The input -
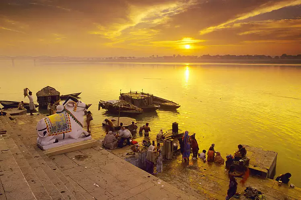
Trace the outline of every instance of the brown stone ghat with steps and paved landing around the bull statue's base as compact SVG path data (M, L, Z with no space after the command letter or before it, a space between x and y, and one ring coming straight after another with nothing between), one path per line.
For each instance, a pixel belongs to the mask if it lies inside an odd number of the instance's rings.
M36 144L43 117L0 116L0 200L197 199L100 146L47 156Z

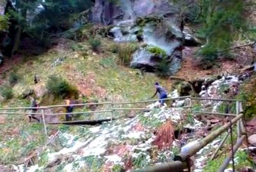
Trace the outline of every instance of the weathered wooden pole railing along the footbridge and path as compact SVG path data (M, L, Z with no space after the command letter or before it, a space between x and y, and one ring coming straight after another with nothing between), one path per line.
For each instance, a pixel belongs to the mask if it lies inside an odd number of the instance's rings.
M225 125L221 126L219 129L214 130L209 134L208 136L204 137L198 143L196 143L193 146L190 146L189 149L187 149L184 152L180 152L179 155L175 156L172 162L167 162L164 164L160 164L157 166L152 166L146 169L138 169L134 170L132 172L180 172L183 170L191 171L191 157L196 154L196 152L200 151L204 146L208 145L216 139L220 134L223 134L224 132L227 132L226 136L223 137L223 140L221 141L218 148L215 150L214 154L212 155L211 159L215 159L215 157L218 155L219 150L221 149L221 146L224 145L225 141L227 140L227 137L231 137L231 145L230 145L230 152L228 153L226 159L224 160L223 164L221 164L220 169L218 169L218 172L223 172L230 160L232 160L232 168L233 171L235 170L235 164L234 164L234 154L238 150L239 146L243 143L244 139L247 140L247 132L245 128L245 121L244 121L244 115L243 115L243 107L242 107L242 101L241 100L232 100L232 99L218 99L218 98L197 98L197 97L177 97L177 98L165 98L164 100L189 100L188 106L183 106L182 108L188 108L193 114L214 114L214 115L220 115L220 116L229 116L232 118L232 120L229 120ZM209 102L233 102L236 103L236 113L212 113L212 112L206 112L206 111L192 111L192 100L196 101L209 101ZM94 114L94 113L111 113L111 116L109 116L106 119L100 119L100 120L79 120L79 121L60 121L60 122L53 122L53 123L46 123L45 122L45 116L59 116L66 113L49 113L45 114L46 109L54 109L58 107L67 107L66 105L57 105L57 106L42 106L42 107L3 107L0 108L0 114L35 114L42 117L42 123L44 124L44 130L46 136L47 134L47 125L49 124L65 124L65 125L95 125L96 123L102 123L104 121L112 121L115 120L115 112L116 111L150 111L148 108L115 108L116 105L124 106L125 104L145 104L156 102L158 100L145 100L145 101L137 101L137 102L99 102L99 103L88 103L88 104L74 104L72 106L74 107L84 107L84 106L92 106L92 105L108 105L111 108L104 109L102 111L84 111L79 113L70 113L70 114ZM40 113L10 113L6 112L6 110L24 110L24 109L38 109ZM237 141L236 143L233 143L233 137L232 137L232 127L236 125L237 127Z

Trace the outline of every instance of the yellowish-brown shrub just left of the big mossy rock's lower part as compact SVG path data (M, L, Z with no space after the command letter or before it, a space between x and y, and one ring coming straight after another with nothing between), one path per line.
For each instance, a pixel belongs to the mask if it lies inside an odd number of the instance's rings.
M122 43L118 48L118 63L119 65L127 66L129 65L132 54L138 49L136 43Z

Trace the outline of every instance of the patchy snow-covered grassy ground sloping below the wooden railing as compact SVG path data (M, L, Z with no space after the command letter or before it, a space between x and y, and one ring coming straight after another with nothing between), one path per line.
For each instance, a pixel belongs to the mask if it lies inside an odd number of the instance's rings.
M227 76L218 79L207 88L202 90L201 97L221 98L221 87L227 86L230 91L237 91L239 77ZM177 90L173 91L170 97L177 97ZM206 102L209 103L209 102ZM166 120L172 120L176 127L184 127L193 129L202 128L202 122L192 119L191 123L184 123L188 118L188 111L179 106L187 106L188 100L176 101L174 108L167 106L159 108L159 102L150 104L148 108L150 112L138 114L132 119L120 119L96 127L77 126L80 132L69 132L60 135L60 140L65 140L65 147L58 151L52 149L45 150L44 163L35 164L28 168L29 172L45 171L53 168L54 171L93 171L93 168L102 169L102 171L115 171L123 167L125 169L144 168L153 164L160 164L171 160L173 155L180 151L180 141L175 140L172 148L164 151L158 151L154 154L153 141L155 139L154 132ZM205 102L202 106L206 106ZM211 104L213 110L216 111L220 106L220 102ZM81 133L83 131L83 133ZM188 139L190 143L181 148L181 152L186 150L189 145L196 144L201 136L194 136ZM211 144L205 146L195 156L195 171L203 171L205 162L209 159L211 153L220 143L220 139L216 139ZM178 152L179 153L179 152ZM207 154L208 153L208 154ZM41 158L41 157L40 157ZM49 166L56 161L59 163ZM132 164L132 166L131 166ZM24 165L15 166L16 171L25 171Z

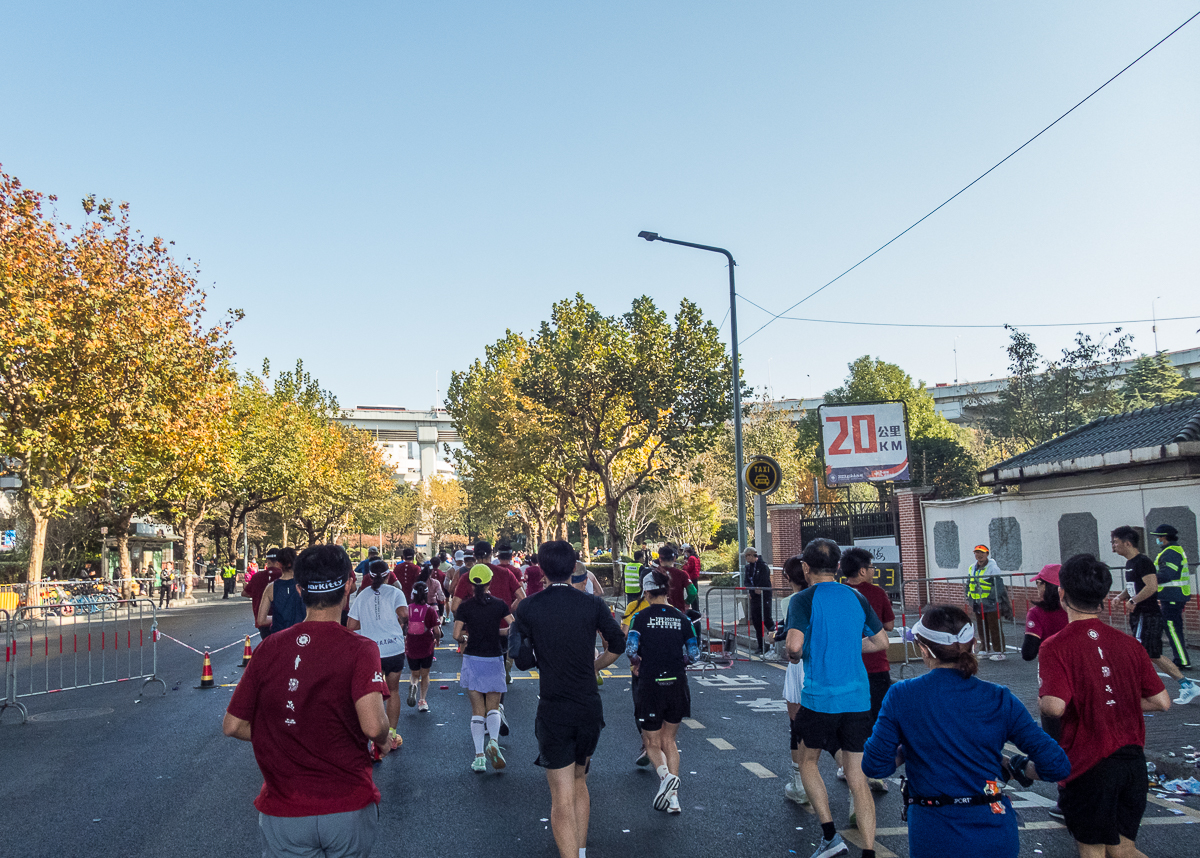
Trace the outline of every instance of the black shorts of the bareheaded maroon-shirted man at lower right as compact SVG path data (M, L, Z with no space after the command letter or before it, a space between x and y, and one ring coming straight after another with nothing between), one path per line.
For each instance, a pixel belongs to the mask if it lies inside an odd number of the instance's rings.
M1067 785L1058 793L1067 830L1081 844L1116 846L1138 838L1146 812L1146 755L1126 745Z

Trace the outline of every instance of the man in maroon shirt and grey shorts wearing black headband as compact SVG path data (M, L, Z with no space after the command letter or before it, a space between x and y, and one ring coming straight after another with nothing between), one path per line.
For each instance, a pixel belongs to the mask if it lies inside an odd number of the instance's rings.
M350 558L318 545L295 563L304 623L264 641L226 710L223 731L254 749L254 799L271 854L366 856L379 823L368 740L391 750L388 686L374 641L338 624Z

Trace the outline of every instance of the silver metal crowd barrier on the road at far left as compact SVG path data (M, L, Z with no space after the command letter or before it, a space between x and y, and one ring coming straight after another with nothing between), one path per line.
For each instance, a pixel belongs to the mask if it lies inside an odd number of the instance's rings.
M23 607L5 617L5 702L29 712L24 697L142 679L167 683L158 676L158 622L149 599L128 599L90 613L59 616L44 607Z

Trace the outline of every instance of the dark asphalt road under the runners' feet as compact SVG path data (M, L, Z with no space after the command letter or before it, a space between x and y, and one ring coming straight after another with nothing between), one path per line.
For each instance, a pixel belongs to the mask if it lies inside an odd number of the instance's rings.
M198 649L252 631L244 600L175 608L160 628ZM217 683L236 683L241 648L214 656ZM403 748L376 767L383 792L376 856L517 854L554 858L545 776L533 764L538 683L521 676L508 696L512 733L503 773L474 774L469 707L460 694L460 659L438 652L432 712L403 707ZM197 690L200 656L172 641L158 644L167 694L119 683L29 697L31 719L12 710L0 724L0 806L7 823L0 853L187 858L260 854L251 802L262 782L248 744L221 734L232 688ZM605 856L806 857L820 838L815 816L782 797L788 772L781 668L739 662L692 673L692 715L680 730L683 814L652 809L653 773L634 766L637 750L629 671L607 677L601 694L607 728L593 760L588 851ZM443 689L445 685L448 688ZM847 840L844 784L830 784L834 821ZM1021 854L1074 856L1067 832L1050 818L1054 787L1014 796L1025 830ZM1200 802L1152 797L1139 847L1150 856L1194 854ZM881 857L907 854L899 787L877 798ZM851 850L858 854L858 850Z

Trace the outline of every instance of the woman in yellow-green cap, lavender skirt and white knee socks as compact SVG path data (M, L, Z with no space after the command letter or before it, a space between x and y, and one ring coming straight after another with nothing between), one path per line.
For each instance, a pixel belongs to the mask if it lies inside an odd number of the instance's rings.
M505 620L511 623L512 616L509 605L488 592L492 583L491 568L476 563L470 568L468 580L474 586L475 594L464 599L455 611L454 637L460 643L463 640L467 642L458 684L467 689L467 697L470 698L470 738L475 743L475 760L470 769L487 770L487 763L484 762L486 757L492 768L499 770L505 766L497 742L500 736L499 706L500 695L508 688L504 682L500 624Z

Work instructions -
A word-for-word copy of the data, without its pictures, is what is needed.

Task solution -
Trace the outline of every instance of the brown stone ghat with steps and paved landing around the bull statue's base as compact SVG path data (M, L, Z with no space after the command letter or before it, a space between x and y, and one ring coming straight after another with nothing between), one path per line.
For each instance, a pixel belongs to the mask if it lies inside an odd number of the instance's rings.
M36 144L43 117L0 116L0 200L197 199L100 146L47 156Z

Trace the outline of every instance of the weathered wooden pole railing along the footbridge and path as compact SVG path data (M, L, Z with no space after the command letter or before it, a space between x and y, and one ring coming straight after another with nothing between), one path per line.
For each instance, a pixel belongs to the mask if it lies inside an odd number of the instance's rings.
M225 125L221 126L219 129L214 130L209 134L208 136L204 137L198 143L196 143L193 146L190 146L189 149L187 149L184 152L180 152L179 155L175 156L172 162L167 162L164 164L160 164L157 166L152 166L146 169L138 169L134 170L132 172L180 172L183 170L191 171L191 157L196 154L196 152L200 151L204 146L208 145L216 139L220 134L223 134L224 132L227 132L226 136L223 137L223 140L221 141L218 148L215 150L214 154L212 155L211 159L215 159L215 157L218 155L219 150L221 149L221 146L224 145L225 141L227 140L227 137L231 137L231 145L230 145L230 152L228 153L226 159L224 160L223 164L221 164L220 169L218 169L218 172L223 172L230 160L232 160L232 168L233 171L235 170L235 164L234 164L234 154L238 150L239 146L243 143L244 139L247 140L247 132L245 128L245 121L244 121L244 115L243 115L243 107L242 107L242 101L241 100L232 100L232 99L218 99L218 98L197 98L197 97L177 97L177 98L165 98L164 100L189 100L188 106L183 106L182 108L188 108L193 114L214 114L214 115L220 115L220 116L229 116L232 118L232 120L229 120ZM209 102L233 102L236 103L236 113L212 113L212 112L206 112L206 111L192 111L192 100L196 101L209 101ZM94 114L94 113L111 113L111 116L109 116L106 119L100 119L100 120L79 120L79 121L60 121L60 122L53 122L53 123L46 123L45 122L45 116L59 116L66 113L49 113L45 114L46 109L54 109L58 107L67 107L66 105L57 105L57 106L42 106L42 107L3 107L0 108L0 114L35 114L42 117L42 123L44 124L44 130L46 136L47 134L47 125L49 124L65 124L65 125L95 125L96 123L102 123L104 121L112 121L115 120L115 112L116 111L150 111L148 108L115 108L116 105L124 106L125 104L145 104L156 102L158 100L145 100L145 101L137 101L137 102L99 102L99 103L88 103L88 104L74 104L72 106L74 107L84 107L84 106L92 106L92 105L108 105L111 108L104 109L102 111L84 111L79 113L70 113L70 114ZM40 113L10 113L6 112L6 110L24 110L24 109L38 109ZM237 141L236 143L233 143L233 137L232 137L232 127L236 125L237 127Z

Trace the outline of every instance of the yellowish-brown shrub just left of the big mossy rock's lower part as compact SVG path data (M, L, Z with no space after the command letter or before it, a space between x and y, and one ring coming straight after another with nothing between), one path per line.
For each instance, a pixel belongs to the mask if it lies inside an odd number of the instance's rings.
M122 43L118 48L118 63L119 65L127 66L129 65L132 54L138 49L136 43Z

Trace the outline of every instance of the patchy snow-covered grassy ground sloping below the wooden railing as compact SVG path data (M, L, Z with no space after the command letter or before it, a space between x and y, and one ring coming straight after another with nothing between), one path per line.
For each instance, a pixel belongs to the mask if it lies inside an odd number of the instance's rings.
M227 76L218 79L207 88L202 90L201 97L221 98L221 87L227 86L230 91L237 91L239 77ZM177 90L173 91L170 97L177 97ZM206 102L209 103L209 102ZM166 120L172 120L176 127L184 127L193 129L202 128L202 122L192 119L191 123L184 123L188 118L188 111L179 106L187 106L188 100L176 101L174 108L167 106L159 108L159 102L150 104L148 108L150 112L138 114L132 119L120 119L96 127L77 126L80 132L69 132L60 135L60 140L65 140L65 147L58 151L52 149L45 150L44 163L35 164L28 168L29 172L45 171L53 168L54 171L93 171L93 168L102 169L102 171L115 171L123 167L125 169L144 168L153 164L160 164L171 160L173 155L180 151L180 141L175 140L172 148L164 151L158 151L154 154L153 141L155 139L154 132ZM205 102L202 106L206 106ZM211 104L213 110L216 111L220 106L220 102ZM81 133L83 131L83 133ZM188 139L190 143L181 148L181 152L186 150L189 145L196 144L201 136L194 136ZM211 144L205 146L195 156L195 171L203 171L205 162L209 159L211 153L220 143L220 139L216 139ZM178 152L179 153L179 152ZM207 154L208 153L208 154ZM41 158L41 157L40 157ZM49 166L56 161L59 163ZM132 164L132 166L131 166ZM24 165L15 166L16 171L25 171Z

Trace the outline of every instance of the black shorts of the bareheaded maroon-shirted man at lower right as compact SVG path data (M, L, Z with no space after the command letter or before it, a space between x and y, and one ring coming straight after another with nothing between), one path per line.
For each instance, a pixel belongs to the mask if it lies inside an odd number of the instance's rings.
M1067 785L1058 793L1067 830L1081 844L1116 846L1138 838L1146 812L1146 755L1126 745Z

Trace the outline of every instance of the man in maroon shirt and grey shorts wearing black headband as compact SVG path data (M, L, Z with no space after the command letter or before it, a space between x and y, and one ring coming straight after another with nothing between), one path per line.
For each instance, a pixel belongs to the mask if it lies inside an odd number of the instance's rings.
M350 558L318 545L295 563L304 623L264 641L226 710L223 731L254 749L254 799L271 854L366 856L379 823L368 740L391 750L388 686L374 641L338 624Z

Trace the outline of every instance of the silver metal crowd barrier on the road at far left as compact SVG path data (M, L, Z with no space after the command letter or before it, a space between x and y, and one ring coming straight after another with nothing between), one path per line.
For each instance, a pixel belongs to the mask if it lies inside an odd number of the instance's rings.
M23 607L5 617L5 702L29 712L24 697L142 679L167 683L158 676L158 622L149 599L128 599L90 613L59 616L44 607Z

Trace the outline of every instance of the dark asphalt road under the runners' feet as compact SVG path data (M, L, Z with no space after the command letter or before it, a space between x and y, and one ring coming straight after another with nothing between), one path per line.
For each instance, a pixel belongs to the mask if it lies inside an odd number of the instance's rings.
M198 649L252 631L244 600L175 608L160 628ZM217 683L236 683L241 648L214 656ZM403 748L376 767L383 792L376 856L517 854L554 858L545 776L533 764L538 683L521 676L508 696L512 733L503 773L474 774L469 707L460 694L460 659L438 652L432 712L403 707ZM197 690L200 656L172 641L158 644L167 694L119 683L29 697L31 719L12 710L0 724L0 806L7 823L0 853L187 858L260 854L251 802L262 782L248 744L221 734L232 688ZM605 856L806 857L820 838L815 816L782 797L788 772L781 668L739 662L692 673L692 715L680 730L683 814L652 809L653 773L634 766L637 750L629 671L607 677L601 694L607 728L593 760L588 851ZM443 689L445 685L448 688ZM847 840L844 784L830 784L834 821ZM1021 854L1074 856L1067 832L1050 818L1054 787L1014 796L1025 830ZM1200 802L1152 797L1139 847L1150 856L1194 854ZM881 857L907 854L899 787L877 798ZM851 850L858 854L858 850Z

Trace the outline of every instance of the woman in yellow-green cap, lavender skirt and white knee socks as compact SVG path data (M, L, Z with no space after the command letter or before it, a space between x and y, and one ring coming straight after another with nothing between), one path per line.
For each instance, a pixel belongs to the mask if it lies inside an odd number of the instance's rings.
M505 620L511 623L512 616L509 605L488 592L492 583L491 568L476 563L470 568L468 580L474 586L475 594L464 599L455 611L454 637L460 643L463 640L467 642L458 684L467 689L467 697L470 698L470 738L475 743L475 760L470 769L487 770L487 763L484 762L486 757L492 768L499 770L505 766L497 742L500 736L499 706L500 695L508 688L504 682L500 624Z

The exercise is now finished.